What to do: In the rows below, swap each occurrence of "target" for "label" and leave everything else unchanged. Omit the pictures from your answer.
-- START Records shown --
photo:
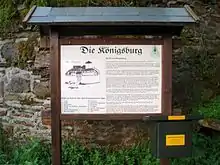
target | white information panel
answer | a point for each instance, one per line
(111, 79)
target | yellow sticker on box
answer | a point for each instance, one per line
(176, 117)
(175, 140)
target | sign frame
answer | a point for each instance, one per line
(55, 44)
(165, 76)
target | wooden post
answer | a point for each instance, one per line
(55, 97)
(167, 82)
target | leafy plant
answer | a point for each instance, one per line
(210, 109)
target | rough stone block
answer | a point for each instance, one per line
(41, 89)
(17, 81)
(3, 111)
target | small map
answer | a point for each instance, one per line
(83, 74)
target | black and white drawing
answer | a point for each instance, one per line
(83, 74)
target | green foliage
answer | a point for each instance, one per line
(210, 109)
(35, 152)
(194, 77)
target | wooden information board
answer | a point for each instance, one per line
(109, 78)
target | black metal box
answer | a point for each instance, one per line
(171, 137)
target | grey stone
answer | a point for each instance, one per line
(18, 40)
(8, 50)
(17, 80)
(41, 89)
(42, 59)
(13, 104)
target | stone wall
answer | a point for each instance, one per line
(25, 86)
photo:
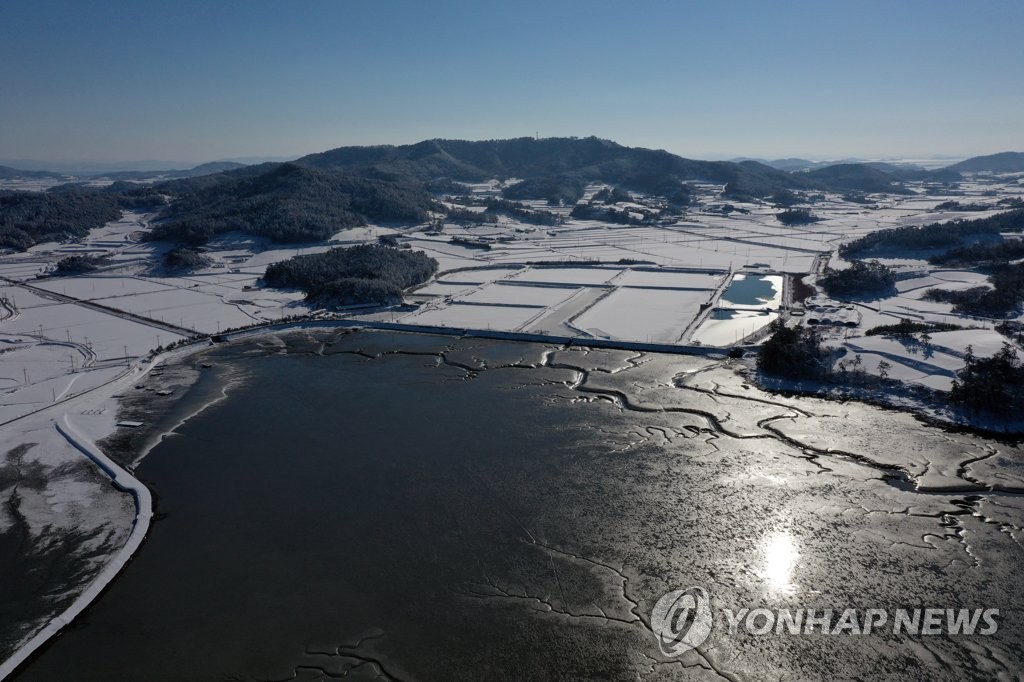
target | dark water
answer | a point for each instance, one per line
(335, 498)
(351, 511)
(751, 290)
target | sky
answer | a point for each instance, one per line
(189, 81)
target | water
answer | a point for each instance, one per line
(415, 516)
(751, 290)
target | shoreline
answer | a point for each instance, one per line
(119, 476)
(122, 478)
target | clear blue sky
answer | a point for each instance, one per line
(195, 81)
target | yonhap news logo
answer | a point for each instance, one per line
(682, 620)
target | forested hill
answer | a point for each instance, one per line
(202, 169)
(860, 177)
(580, 159)
(287, 203)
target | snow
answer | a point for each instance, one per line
(506, 294)
(643, 314)
(465, 315)
(727, 331)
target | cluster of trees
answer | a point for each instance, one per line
(981, 254)
(556, 189)
(794, 352)
(605, 213)
(796, 217)
(860, 278)
(185, 259)
(1013, 330)
(612, 196)
(1005, 296)
(858, 177)
(522, 213)
(785, 199)
(993, 384)
(954, 205)
(79, 264)
(935, 236)
(365, 273)
(31, 217)
(465, 216)
(290, 204)
(906, 328)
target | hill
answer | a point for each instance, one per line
(286, 203)
(1005, 162)
(587, 160)
(857, 177)
(202, 169)
(8, 173)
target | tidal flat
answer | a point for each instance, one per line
(414, 507)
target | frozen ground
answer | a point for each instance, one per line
(62, 340)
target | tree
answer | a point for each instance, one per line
(793, 352)
(993, 384)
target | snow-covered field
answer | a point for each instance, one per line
(654, 315)
(84, 337)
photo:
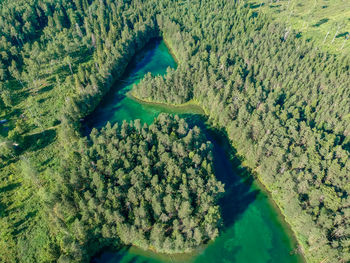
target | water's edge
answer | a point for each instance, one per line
(194, 107)
(259, 182)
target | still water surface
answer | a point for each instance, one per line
(253, 231)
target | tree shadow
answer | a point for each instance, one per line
(228, 169)
(39, 141)
(321, 22)
(20, 225)
(256, 5)
(342, 34)
(108, 255)
(9, 187)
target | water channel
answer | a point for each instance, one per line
(253, 230)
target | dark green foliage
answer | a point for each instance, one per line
(152, 187)
(284, 105)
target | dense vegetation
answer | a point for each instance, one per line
(283, 103)
(148, 186)
(324, 22)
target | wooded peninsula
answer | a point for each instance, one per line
(282, 102)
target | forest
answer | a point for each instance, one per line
(283, 103)
(152, 187)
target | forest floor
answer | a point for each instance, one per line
(327, 22)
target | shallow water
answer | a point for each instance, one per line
(252, 231)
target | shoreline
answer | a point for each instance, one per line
(258, 182)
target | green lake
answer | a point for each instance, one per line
(253, 230)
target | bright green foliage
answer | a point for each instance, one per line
(283, 103)
(133, 185)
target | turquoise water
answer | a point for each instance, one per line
(252, 229)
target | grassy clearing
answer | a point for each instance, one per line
(327, 22)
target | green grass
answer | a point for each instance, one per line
(318, 20)
(23, 230)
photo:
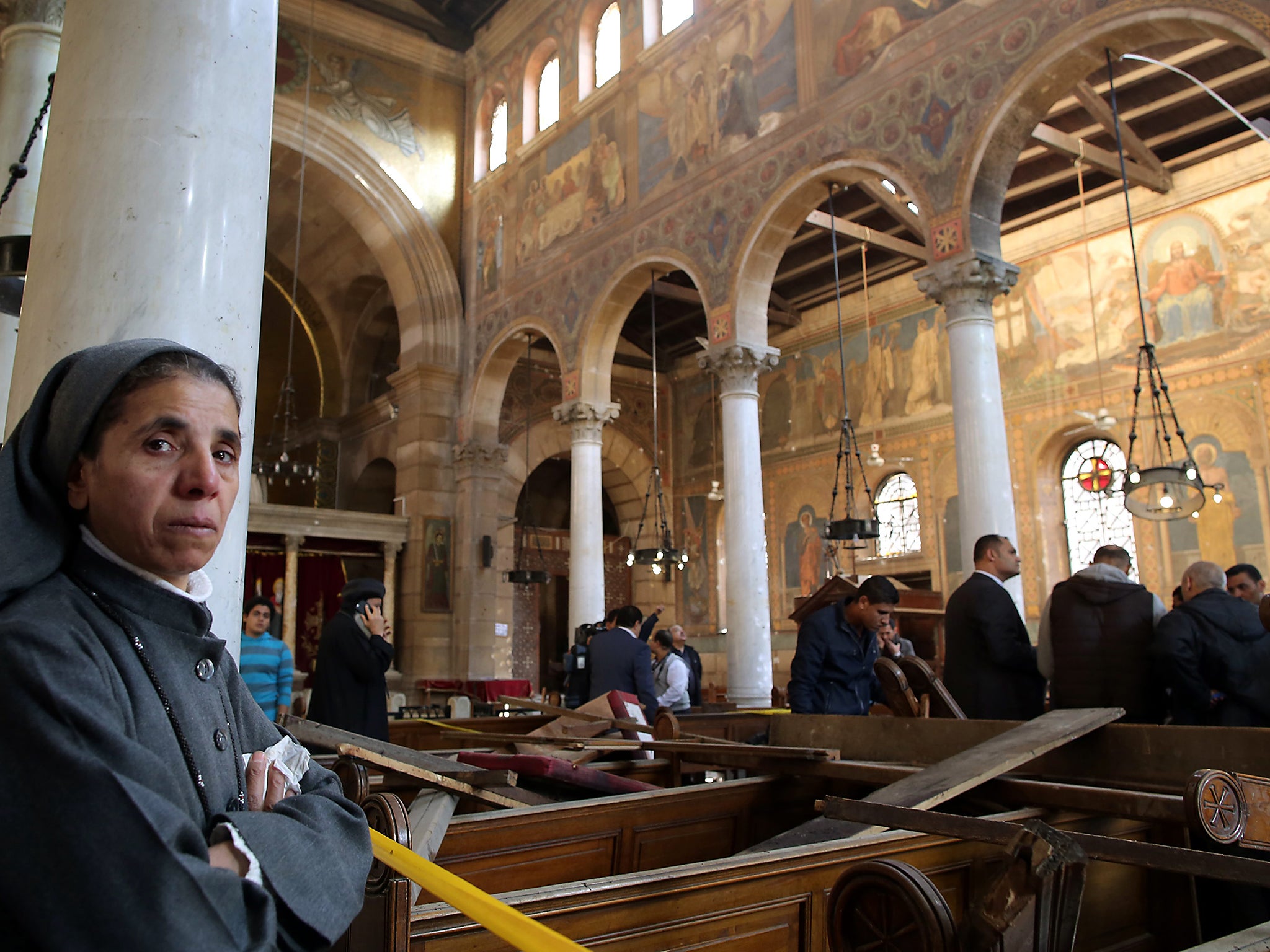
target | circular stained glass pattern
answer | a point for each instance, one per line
(1095, 475)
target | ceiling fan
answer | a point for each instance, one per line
(876, 457)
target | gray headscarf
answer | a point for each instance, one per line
(37, 524)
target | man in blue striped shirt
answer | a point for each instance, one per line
(266, 662)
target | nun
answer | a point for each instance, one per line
(150, 804)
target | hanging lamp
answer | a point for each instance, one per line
(851, 528)
(664, 555)
(522, 574)
(1165, 483)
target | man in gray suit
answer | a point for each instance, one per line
(621, 662)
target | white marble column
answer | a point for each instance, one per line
(586, 508)
(986, 494)
(29, 48)
(478, 477)
(151, 213)
(750, 621)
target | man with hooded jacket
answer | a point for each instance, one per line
(1095, 640)
(1213, 654)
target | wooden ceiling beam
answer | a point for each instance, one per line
(1101, 159)
(868, 236)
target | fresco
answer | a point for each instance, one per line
(574, 183)
(1206, 289)
(851, 35)
(734, 84)
(1226, 532)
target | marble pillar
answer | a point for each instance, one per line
(748, 611)
(291, 591)
(29, 48)
(986, 494)
(479, 472)
(151, 214)
(586, 508)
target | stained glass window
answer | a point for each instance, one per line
(609, 45)
(897, 516)
(1093, 505)
(498, 135)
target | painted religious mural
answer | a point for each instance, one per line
(735, 83)
(573, 184)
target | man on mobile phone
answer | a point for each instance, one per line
(350, 691)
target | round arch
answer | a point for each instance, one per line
(1055, 68)
(486, 397)
(602, 328)
(409, 252)
(774, 226)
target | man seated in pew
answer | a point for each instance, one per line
(1213, 654)
(832, 669)
(144, 810)
(1095, 640)
(621, 662)
(990, 662)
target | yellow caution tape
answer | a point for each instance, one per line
(499, 918)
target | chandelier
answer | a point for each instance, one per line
(662, 557)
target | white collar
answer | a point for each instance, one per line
(200, 584)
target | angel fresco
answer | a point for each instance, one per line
(351, 100)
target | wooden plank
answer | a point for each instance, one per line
(432, 778)
(1153, 856)
(870, 236)
(962, 772)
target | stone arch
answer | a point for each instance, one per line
(783, 214)
(1057, 66)
(486, 397)
(407, 248)
(602, 327)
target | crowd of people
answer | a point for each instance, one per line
(1104, 641)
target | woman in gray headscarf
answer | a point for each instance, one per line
(140, 811)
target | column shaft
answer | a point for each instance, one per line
(586, 509)
(986, 495)
(151, 218)
(748, 610)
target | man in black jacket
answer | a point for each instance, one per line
-- END Records shown --
Task answer:
photo:
label | white information panel
answer | a point for each instance, one per line
(111, 79)
label | yellow sticker on box
answer | a point for each instance, one per line
(176, 117)
(175, 140)
label | sign frame
answer | a point for each instance, one per line
(55, 44)
(165, 76)
label | wooden post
answer | a point for each instance, one per line
(55, 97)
(167, 82)
label | leafy plant
answer | a point for each instance, one per line
(210, 109)
label | rough stone block
answer | a point for each instance, one per line
(41, 89)
(17, 81)
(3, 111)
label | small map
answer | a point for each instance, one per line
(83, 74)
label | black and white drawing
answer | a point for each instance, one per line
(83, 74)
label | green foliage
answer | a point for each instance, one per line
(210, 109)
(35, 152)
(194, 77)
label | wooden information board
answer | a point for each instance, one per line
(109, 78)
label | black metal box
answer | a point for each instance, one per line
(171, 137)
label | grey stone
answer | a point for each instance, one per line
(18, 40)
(8, 50)
(17, 80)
(41, 89)
(42, 59)
(13, 104)
label | stone wall
answer | a point for each instance, one per line
(25, 86)
photo:
label | dark water
answer | a point for each instance, one per line
(335, 498)
(351, 511)
(751, 290)
label | sky
answer | a point for each instance, one per line
(189, 81)
label | water
answer | a point for each instance, one per line
(415, 516)
(751, 290)
label | shoreline
answer | a point for each instance, one per line
(119, 476)
(122, 478)
label | clear blue sky
answer | a point for each instance, one per line
(195, 81)
label | yonhap news logo
answer | a point for each instance, one per line
(682, 620)
label | forested hill
answer | a point for each instance, one per line
(202, 169)
(860, 177)
(580, 159)
(287, 203)
label | snow
answer | a point for each instance, one per line
(506, 294)
(643, 314)
(465, 315)
(727, 331)
label | cluster of trees
answer | a point for each instance, one per line
(981, 254)
(556, 189)
(794, 352)
(605, 213)
(796, 217)
(860, 278)
(185, 259)
(1013, 330)
(612, 196)
(1005, 296)
(858, 177)
(522, 213)
(785, 199)
(993, 384)
(954, 205)
(79, 264)
(935, 236)
(365, 273)
(31, 217)
(465, 216)
(290, 204)
(906, 328)
label | hill
answer | a point for each instance, one per line
(286, 203)
(1005, 162)
(587, 160)
(857, 177)
(202, 169)
(8, 173)
label | tidal flat
answer | a point for each instance, one per line
(414, 507)
label | frozen ground
answer | a point for each instance, one per line
(62, 340)
label | tree
answer | a point for each instance, one per line
(793, 352)
(993, 384)
label | snow-covered field
answer | a point for each instance, one per line
(654, 315)
(84, 337)
photo:
label | water's edge
answer | a point for each instance, one per line
(194, 107)
(259, 182)
label | still water surface
answer | a point for each instance, one per line
(253, 231)
label | tree shadow
answer | a point for each instance, one per line
(228, 169)
(39, 141)
(321, 22)
(20, 225)
(256, 5)
(342, 34)
(108, 255)
(9, 187)
label | water channel
answer | a point for each instance, one per line
(253, 230)
label | dark green foliage
answer | a point for each instance, one per line
(152, 187)
(284, 105)
label | dense vegetation
answer | a point for each instance, one per line
(283, 103)
(148, 186)
(324, 22)
label | wooded peninsula
answer | a point for each instance, one per line
(282, 102)
label | forest
answer | a point for each instance, one per line
(283, 103)
(152, 187)
label | forest floor
answer | a point for each instance, one per line
(327, 22)
label | shallow water
answer | a point for each instance, one per line
(252, 231)
label | shoreline
answer | a point for each instance, one per line
(258, 182)
label | green lake
answer | a point for each instance, one per line
(253, 230)
label | bright green foliage
answer | a point for each instance, one per line
(283, 103)
(133, 185)
label | turquoise water
answer | a point for each instance, one per line
(252, 229)
label | grassy clearing
answer | a point for each instance, one per line
(327, 22)
label | green grass
answer | a point for each instance, one per line
(318, 20)
(23, 230)
photo:
label | circular stained glass pattern
answer | a point for each instance, one per line
(1095, 475)
label | ceiling fan
answer | a point for each instance, one per line
(876, 457)
label | gray headscarf
answer | a point for each instance, one per line
(37, 524)
label | man in blue striped shirt
answer | a point for each instance, one per line
(266, 662)
label | nun
answer | a point for each instance, one per line
(150, 804)
label | hanging lamp
answer | a point for each instance, one per line
(851, 528)
(664, 555)
(522, 574)
(1165, 483)
label | man in gray suit
answer | a point for each instance, one per line
(621, 662)
label | white marble column
answer | a point for each instance, one per line
(586, 508)
(986, 494)
(29, 48)
(478, 477)
(151, 213)
(750, 621)
label | man with hooded jacket
answer | a point for each instance, one per line
(1095, 640)
(1213, 654)
label | wooden ceiling beam
answer | a point for each instance, one per line
(1101, 159)
(868, 236)
label | fresco
answer | a point for each instance, one per line
(574, 183)
(1206, 289)
(851, 35)
(734, 84)
(1226, 532)
label | marble pillar
answer | a point for each instance, one per line
(748, 611)
(291, 591)
(29, 48)
(986, 494)
(479, 472)
(151, 214)
(586, 508)
label | stained glass window
answer | a point for each instance, one per line
(609, 45)
(897, 516)
(1093, 505)
(498, 135)
label | painted religious mural
answer | a point for each instance, one per line
(735, 83)
(573, 184)
label | man on mobile phone
answer | a point for each instance, one per line
(350, 691)
label | round arch
answer | a point for each instance, one per line
(1055, 68)
(486, 397)
(602, 328)
(409, 252)
(774, 226)
label | man seated in pew
answer | a point for each instance, one per line
(1213, 654)
(832, 669)
(144, 810)
(1095, 640)
(621, 662)
(990, 662)
label | yellow caution tape
answer | a point for each instance, one per line
(499, 918)
label | chandelier
answer | a point for each instance, one per line
(662, 557)
label | white collar
answer | a point for each instance, one per line
(200, 584)
label | angel fresco
answer | a point for each instance, one per line
(351, 100)
label | wooden plank
answer | a point for each instance, one per line
(432, 778)
(1153, 856)
(870, 236)
(962, 772)
label | stone arch
answer | a point for each instance, one per line
(783, 214)
(1057, 66)
(486, 397)
(407, 248)
(602, 327)
label | crowd of people
answer | a point for each instance, one per line
(1104, 641)
label | woman in gray headscarf
answer | a point for each instance, one per line
(140, 811)
label | column shaft
answer | a point for each instance, one per line
(586, 509)
(986, 495)
(151, 218)
(748, 610)
label | man in black jacket
answer | a point for each instance, one per line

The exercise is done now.